=== Work to be completed ===
Restate the data below word for word, keeping each line intact.

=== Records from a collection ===

☆ ☆ ☆ ☆ ☆ ☆ ☆

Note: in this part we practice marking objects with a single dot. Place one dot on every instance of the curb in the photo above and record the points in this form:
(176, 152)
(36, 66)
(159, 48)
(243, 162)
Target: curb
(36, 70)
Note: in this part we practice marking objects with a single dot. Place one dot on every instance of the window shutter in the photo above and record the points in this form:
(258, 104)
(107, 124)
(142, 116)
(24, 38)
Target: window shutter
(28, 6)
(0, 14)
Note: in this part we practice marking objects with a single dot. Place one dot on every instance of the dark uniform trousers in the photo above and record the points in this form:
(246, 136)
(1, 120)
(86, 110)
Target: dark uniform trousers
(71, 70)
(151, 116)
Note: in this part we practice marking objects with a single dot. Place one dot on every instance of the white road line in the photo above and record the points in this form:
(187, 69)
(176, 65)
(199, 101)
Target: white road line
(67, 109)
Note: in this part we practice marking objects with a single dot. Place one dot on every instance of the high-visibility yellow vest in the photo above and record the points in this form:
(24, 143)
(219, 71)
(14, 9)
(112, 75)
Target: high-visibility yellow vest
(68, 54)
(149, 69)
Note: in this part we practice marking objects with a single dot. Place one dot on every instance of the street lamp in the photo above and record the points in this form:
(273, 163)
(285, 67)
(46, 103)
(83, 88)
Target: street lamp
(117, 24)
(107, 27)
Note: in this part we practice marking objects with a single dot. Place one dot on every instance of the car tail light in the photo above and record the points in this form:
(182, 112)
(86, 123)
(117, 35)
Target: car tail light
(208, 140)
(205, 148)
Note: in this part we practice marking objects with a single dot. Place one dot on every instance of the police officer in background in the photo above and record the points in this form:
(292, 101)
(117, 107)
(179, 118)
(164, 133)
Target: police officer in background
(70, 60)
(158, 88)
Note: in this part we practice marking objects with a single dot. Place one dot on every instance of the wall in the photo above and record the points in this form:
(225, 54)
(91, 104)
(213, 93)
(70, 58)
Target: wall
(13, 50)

☆ ☆ ☆ ☆ ☆ ☆ ☆

=== Output for this exercise ===
Note: in this part we practice marking objects with a single dot. Place one dot on every instance of the curb in the photo above and record the points in this form:
(176, 152)
(36, 66)
(159, 48)
(243, 162)
Target: curb
(36, 70)
Note: in this part we practice marking objects with a single dot. Place one dot on every instance of the window shutter in the photo above and record the points in this form:
(258, 104)
(107, 124)
(142, 116)
(24, 38)
Target: window shutter
(28, 6)
(0, 14)
Note: in this part we practice marking objects with a single dot. Place one dot on every instance of the dark uniform trousers in the photo above and record the points in this form:
(246, 136)
(1, 120)
(86, 110)
Target: dark uniform trousers
(71, 70)
(151, 116)
Note: in this part we practice marking objects with a single dot. Place one dot on every instance of the white road line in the photo above and record the points in this form:
(187, 69)
(176, 65)
(199, 101)
Target: white road line
(67, 109)
Note: in this part we practice marking objects with a single dot. Place one dot on every instance of the high-visibility yellow vest in the photo above and record the points in this form:
(24, 143)
(219, 71)
(14, 9)
(112, 75)
Target: high-visibility yellow vest
(68, 54)
(149, 69)
Note: in this part we practice marking objects with a single dot. Place one dot on every instance of the street lamp in the photo above and record the points in this form:
(273, 163)
(285, 67)
(46, 103)
(83, 88)
Target: street lamp
(117, 24)
(107, 27)
Note: in this part we practice marking objects with a single dot. Place one dot on every instance of the car tail light in the photo above and record the points in this form:
(182, 112)
(86, 123)
(117, 35)
Target: car tail light
(208, 140)
(205, 148)
Note: in this part we practice marking objects with a single dot. Place one dot on every instance of the police officer in background in the photo above and record the points in this form:
(292, 101)
(117, 107)
(179, 118)
(164, 133)
Target: police officer in background
(70, 60)
(158, 88)
Note: in this part we practice marking objects with a single dot. Place one dot on every instance of the wall in the photo above and record the points in this form:
(225, 54)
(91, 104)
(213, 93)
(70, 58)
Target: wall
(13, 50)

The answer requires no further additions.